▶ [Passage to read]:
Nile Monitor Lizards
Monitor lizards, of the genus Varanus, are medium-to-large carnivorous lizards that can either be terrestrial or arboreal, depending on the species. Diversity of monitors is highest in Australia to southern Asia. The largest lizard (by girth not length) in the world is the Komodo Monitor (Varanus komodensis), often referred to as the Komodo dragon. Nile Monitors (Varanus niloticus) have been seen on Sanibel Island. They are native to Africa and can exceed six feet in length.
Monitor lizards are imported regularly for the pet trade and many species are bred in captivity. Nearly half of the approximately 60 monitor species in the world are kept as pets in the United States. Many species are highly prized in the pet trade and sell for over $1,000. However, the Nile monitor is an inexpensive large monitor species that is considered expendable because of their over-availability and cheap price (about $30 retail). Another reason for their low price is their “wild” temperament, which is unlike many monitor species kept in captivity that are easily tamed and do not pose a threat to their owner.
Nile monitors have been documented in Cape Coral, FL since 1990. That population was estimated to be greater than 1,000 animals in 2005. This exotic and invasive species is established and reproducing in southwest Cape Coral and its range has expanded to Pine Island, Punta Rassa and Sanibel. The Florida Fish & Wildlife Conservation Commission (FFWCC) has passed a new law (Reptiles of Concern) that takes effect on January 1, 2008. No person is able to own a Nile Monitor and four other exotic reptiles (three species of python and one anaconda) in Florida without having a $100 annual permit. This permit was created to deter impulse purchases and to allow the state to monitor how many people keep these animals. All Reptiles of Concern must have a microchip installed so any escaped or released reptiles can be identified. You must be 18 years old and fill out a knowledge-based questionnaire.
The first documented sighting (documented in a picture) of a Nile monitor on Sanibel was in the Heron’s Landing subdivision in 2005. After many failed attempts to capture this animal -- and having received consistent calls from Heron’s Landing residents as to its whereabouts over the past two years -- we believed that the lizard was “staying put.”

▶ [Set of tasks]:
1. According to the passage on Nile monitors, since what year have Nile monitors been documented in Cape Coral, FL?
2. In the passage on Nile monitors, rewrite the section starting at "Monitor lizards are" and ending at "to their owner.", swapping "pet trade" for "exotic animal trade".
3. Name every place the passage on Nile monitors says the Cape Coral population's range has expanded to.

Records of labeled points:
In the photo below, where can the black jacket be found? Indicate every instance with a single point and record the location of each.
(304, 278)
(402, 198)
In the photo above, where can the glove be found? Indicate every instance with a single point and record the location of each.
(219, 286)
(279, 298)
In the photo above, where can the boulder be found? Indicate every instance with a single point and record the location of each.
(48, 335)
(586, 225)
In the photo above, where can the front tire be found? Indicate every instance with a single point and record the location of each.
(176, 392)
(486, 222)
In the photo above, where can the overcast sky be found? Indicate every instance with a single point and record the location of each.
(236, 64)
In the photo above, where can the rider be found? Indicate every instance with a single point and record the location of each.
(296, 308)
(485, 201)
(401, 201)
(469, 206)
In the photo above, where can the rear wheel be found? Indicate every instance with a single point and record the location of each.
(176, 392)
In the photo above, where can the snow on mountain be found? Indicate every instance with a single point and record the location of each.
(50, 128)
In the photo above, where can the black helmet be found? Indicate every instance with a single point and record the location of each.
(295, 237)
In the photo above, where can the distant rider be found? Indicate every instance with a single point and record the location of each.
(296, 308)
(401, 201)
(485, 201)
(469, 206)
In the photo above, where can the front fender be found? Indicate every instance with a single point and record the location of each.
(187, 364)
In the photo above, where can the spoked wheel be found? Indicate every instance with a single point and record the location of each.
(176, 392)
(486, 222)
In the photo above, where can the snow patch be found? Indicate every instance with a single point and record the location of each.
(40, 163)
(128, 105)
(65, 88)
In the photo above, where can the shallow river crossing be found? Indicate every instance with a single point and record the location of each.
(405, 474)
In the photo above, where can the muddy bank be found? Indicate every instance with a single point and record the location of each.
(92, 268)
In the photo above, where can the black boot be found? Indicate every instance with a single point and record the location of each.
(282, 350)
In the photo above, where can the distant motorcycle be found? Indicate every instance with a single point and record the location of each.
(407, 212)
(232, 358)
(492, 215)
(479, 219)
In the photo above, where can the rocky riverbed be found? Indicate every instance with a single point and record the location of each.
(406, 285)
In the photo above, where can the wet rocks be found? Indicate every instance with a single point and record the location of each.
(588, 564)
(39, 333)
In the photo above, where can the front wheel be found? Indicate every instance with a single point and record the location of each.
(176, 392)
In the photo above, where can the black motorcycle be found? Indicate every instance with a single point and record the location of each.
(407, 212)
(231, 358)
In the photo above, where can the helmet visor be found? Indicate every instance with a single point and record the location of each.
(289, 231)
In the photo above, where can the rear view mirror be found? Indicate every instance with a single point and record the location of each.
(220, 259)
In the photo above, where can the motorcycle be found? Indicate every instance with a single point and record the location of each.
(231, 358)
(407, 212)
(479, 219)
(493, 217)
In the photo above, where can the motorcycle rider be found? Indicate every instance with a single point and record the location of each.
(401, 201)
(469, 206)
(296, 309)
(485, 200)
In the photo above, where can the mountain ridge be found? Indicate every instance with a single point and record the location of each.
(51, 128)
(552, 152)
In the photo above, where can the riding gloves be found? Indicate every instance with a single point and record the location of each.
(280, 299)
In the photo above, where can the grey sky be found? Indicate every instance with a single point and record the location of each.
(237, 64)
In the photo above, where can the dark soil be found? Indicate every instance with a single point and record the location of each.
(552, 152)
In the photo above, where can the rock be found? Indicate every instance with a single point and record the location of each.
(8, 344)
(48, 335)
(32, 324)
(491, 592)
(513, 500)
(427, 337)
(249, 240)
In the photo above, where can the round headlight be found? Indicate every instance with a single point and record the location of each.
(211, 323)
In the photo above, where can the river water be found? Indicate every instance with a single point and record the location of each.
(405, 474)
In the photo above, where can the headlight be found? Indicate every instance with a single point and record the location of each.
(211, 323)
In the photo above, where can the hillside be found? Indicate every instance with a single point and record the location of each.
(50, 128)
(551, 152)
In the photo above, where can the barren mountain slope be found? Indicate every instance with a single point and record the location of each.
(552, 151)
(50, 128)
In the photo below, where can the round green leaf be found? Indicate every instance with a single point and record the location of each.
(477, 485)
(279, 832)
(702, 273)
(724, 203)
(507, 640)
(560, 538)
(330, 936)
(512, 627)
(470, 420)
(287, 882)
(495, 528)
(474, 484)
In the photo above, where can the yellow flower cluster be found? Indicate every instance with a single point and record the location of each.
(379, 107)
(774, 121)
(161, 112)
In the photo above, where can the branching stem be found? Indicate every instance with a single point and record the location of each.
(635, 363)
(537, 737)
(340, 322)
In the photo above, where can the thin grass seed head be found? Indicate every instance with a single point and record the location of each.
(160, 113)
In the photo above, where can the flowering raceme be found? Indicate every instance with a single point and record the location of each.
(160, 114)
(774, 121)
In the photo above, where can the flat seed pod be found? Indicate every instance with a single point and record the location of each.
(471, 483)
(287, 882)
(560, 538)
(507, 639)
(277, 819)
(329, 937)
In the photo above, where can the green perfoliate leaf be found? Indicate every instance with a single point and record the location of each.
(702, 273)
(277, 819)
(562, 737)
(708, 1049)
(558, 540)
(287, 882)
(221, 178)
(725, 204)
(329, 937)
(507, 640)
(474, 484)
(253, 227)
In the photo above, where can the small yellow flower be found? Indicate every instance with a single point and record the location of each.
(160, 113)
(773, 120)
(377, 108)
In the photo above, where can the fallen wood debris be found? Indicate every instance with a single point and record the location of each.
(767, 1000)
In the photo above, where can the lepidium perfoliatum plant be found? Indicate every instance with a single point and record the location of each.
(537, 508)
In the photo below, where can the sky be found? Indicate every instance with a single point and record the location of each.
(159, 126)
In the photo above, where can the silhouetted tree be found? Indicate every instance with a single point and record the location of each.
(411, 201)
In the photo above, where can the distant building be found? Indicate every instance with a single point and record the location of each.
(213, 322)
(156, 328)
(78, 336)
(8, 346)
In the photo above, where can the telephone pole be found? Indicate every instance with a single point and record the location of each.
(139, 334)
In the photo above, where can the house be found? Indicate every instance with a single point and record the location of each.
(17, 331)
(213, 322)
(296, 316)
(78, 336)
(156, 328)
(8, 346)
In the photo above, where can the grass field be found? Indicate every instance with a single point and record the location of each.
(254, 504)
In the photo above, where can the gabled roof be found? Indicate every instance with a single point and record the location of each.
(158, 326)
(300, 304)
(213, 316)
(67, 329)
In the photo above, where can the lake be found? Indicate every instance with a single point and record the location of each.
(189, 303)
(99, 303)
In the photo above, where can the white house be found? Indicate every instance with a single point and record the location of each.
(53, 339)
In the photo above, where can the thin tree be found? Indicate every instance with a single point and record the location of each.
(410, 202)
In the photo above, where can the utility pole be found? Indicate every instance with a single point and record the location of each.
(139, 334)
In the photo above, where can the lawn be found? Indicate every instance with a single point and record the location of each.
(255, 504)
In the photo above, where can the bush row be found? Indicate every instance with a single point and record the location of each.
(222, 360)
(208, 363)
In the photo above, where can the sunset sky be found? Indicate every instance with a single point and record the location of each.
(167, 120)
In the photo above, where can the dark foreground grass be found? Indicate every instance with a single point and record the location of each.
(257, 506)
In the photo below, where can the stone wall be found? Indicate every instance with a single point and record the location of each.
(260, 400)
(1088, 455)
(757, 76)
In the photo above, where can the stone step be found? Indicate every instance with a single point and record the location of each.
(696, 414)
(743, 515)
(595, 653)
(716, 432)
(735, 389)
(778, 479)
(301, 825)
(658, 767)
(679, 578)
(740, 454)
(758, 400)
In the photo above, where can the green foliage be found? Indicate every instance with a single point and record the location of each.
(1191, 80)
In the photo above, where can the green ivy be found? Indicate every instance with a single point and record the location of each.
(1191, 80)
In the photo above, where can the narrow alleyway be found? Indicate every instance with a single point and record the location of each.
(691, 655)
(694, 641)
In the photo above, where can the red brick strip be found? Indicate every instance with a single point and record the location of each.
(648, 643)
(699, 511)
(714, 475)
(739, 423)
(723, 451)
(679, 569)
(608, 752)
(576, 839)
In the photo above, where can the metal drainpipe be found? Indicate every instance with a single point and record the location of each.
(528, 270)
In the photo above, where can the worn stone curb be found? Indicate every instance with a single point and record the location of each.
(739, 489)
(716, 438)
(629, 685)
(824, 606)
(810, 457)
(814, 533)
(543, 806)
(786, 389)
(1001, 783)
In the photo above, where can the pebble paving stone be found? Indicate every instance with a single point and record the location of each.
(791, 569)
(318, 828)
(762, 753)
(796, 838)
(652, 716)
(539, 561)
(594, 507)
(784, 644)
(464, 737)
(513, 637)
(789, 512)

▶ [Solved tasks]:
1. Since 1990.

2.
Monitor lizards are imported regularly for the exotic animal trade and many species are bred in captivity. Nearly half of the approximately 60 monitor species in the world are kept as pets in the United States. Many species are highly prized in the exotic animal trade and sell for over $1,000. However, the Nile monitor is an inexpensive large monitor species that is considered expendable because of their over-availability and cheap price (about $30 retail). Another reason for their low price is their “wild” temperament, which is unlike many monitor species kept in captivity that are easily tamed and do not pose a threat to their owner.

3. Pine Island, Punta Rassa, Sanibel